***** Records for the task *****

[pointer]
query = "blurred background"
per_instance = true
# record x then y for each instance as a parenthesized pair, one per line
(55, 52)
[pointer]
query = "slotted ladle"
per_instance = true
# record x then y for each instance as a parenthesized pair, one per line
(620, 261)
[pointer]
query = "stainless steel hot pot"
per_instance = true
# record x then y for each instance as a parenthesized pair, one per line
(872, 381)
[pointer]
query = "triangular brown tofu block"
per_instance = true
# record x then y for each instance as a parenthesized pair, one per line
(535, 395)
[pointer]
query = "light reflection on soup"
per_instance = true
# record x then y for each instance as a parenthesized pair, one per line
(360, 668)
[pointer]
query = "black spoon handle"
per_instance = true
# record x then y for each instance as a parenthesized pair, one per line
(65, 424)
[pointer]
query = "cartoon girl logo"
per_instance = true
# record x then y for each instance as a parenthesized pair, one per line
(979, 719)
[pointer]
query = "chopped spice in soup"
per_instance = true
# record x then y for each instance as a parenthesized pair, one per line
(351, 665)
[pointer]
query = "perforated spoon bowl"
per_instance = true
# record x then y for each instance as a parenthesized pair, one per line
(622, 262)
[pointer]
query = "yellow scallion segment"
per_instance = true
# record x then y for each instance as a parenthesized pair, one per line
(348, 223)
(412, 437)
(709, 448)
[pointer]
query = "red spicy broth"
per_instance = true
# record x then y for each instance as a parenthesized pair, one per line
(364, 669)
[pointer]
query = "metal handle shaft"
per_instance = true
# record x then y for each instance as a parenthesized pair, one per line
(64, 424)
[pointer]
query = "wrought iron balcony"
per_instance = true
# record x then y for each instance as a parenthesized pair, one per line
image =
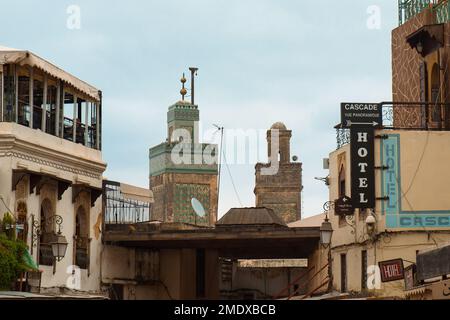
(442, 11)
(419, 116)
(407, 9)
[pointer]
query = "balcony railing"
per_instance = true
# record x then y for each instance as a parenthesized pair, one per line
(410, 8)
(419, 116)
(442, 11)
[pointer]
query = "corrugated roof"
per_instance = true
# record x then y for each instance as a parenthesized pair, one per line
(313, 221)
(136, 193)
(250, 216)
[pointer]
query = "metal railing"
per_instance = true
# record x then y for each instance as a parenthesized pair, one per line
(407, 9)
(420, 116)
(119, 210)
(442, 11)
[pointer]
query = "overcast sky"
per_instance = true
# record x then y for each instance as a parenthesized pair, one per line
(260, 62)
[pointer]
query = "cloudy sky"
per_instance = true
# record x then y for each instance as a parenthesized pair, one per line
(260, 62)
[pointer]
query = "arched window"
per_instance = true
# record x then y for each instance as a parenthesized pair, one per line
(81, 238)
(435, 94)
(22, 221)
(47, 232)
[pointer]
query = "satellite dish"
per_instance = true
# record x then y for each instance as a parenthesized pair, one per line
(198, 207)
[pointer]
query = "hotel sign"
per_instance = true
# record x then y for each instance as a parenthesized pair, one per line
(391, 270)
(362, 118)
(362, 153)
(368, 114)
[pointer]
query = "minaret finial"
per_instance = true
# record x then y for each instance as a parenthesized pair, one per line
(183, 90)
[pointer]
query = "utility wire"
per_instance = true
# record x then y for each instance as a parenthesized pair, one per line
(231, 178)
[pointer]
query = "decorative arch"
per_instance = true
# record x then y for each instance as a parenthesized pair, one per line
(47, 230)
(22, 219)
(435, 93)
(81, 241)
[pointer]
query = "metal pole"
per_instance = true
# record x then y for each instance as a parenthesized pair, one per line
(220, 169)
(193, 72)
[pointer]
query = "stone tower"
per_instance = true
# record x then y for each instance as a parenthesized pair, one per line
(279, 190)
(185, 189)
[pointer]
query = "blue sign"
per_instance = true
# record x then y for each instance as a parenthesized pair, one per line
(396, 218)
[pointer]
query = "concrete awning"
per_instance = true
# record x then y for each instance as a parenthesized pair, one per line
(251, 242)
(25, 57)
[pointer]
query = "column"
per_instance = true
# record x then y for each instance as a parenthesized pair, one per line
(58, 106)
(2, 88)
(86, 124)
(44, 106)
(74, 123)
(31, 97)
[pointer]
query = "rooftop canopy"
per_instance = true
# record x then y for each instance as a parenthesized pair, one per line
(25, 57)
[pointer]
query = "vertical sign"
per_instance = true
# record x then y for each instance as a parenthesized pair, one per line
(362, 166)
(391, 270)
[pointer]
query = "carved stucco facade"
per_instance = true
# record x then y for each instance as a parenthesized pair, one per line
(51, 159)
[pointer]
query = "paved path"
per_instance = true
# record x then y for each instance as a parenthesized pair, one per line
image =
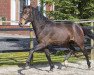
(79, 68)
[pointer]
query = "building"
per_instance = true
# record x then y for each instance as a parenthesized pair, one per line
(11, 10)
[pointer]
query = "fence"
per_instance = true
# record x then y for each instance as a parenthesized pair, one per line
(23, 47)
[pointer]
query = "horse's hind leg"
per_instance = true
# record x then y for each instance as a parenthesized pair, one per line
(38, 47)
(49, 59)
(84, 53)
(71, 49)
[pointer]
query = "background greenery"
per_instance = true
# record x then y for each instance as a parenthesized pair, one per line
(71, 9)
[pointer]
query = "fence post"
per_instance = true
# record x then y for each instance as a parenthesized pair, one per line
(92, 44)
(31, 38)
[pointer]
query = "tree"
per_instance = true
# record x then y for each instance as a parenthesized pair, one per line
(72, 9)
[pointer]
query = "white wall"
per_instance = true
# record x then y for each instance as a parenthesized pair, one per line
(13, 11)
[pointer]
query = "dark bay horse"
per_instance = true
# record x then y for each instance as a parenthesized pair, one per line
(49, 33)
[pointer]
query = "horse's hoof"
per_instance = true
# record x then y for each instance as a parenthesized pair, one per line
(51, 68)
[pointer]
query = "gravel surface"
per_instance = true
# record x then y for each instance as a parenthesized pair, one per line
(79, 68)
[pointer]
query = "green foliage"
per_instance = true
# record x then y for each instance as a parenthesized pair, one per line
(72, 9)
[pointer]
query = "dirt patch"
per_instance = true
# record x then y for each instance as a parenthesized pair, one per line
(79, 68)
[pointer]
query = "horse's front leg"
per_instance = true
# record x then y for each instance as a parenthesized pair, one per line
(49, 59)
(36, 48)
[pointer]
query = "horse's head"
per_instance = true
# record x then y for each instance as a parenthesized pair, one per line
(26, 16)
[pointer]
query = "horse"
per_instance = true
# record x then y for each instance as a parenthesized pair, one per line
(49, 33)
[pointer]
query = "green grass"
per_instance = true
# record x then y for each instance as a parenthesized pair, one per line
(20, 58)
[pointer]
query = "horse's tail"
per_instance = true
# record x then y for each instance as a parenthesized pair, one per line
(88, 32)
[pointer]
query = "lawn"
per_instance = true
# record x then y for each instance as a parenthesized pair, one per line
(18, 58)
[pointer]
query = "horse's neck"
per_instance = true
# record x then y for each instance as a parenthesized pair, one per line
(38, 22)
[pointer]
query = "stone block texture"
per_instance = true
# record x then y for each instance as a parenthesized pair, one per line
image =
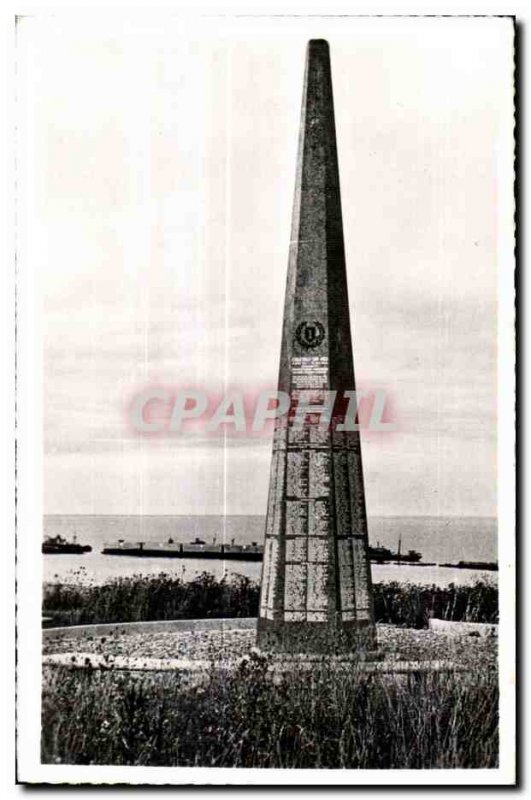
(316, 594)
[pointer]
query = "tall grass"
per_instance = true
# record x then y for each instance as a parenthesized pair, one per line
(140, 598)
(323, 720)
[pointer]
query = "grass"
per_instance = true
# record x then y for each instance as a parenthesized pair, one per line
(141, 598)
(323, 720)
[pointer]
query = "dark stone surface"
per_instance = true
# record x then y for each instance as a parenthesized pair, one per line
(316, 585)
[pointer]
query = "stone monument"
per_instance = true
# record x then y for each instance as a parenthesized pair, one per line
(316, 594)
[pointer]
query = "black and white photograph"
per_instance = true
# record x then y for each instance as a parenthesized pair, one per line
(265, 324)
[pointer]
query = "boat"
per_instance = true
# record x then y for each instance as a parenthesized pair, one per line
(198, 548)
(491, 566)
(55, 545)
(381, 555)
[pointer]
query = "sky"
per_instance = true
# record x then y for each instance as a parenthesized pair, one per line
(158, 165)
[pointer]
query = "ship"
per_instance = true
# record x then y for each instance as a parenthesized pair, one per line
(381, 555)
(198, 548)
(54, 545)
(491, 566)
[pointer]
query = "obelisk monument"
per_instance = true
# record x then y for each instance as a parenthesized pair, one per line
(316, 594)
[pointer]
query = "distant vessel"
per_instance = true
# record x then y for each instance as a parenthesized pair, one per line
(491, 566)
(198, 548)
(381, 554)
(54, 545)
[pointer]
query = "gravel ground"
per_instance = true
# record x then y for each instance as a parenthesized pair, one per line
(397, 644)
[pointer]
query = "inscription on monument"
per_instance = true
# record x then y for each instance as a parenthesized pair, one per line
(309, 372)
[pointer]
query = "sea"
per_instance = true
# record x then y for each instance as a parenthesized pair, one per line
(439, 539)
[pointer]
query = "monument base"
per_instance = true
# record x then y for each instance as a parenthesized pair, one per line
(356, 640)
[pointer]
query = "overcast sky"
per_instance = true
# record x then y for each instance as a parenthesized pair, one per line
(161, 174)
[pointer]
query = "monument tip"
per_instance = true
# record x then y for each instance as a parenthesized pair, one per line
(317, 45)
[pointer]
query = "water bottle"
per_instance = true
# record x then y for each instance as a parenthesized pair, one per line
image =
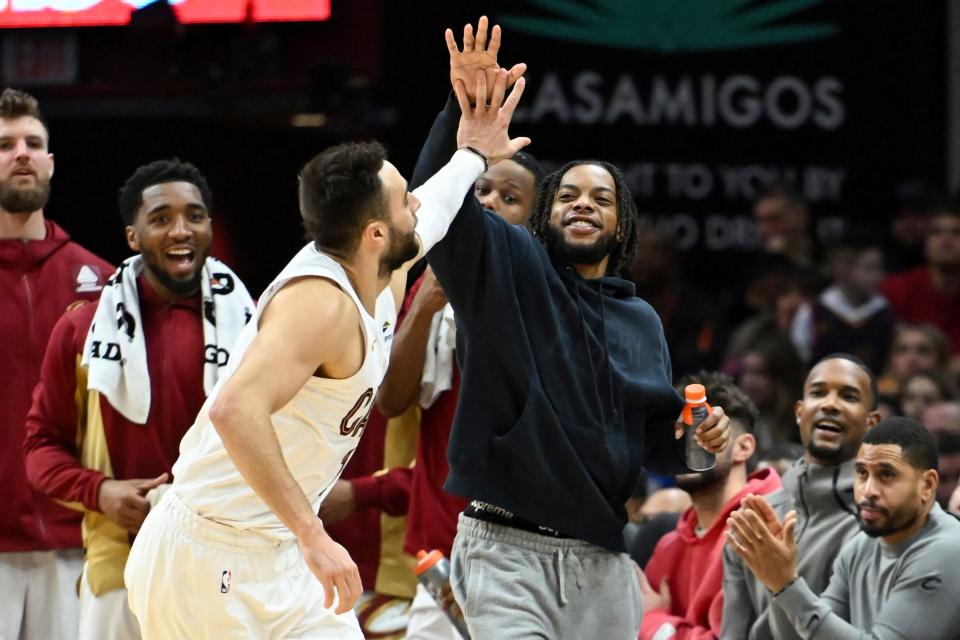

*****

How many lines in the records above contain the string "surface"? Reply with the number alone.

2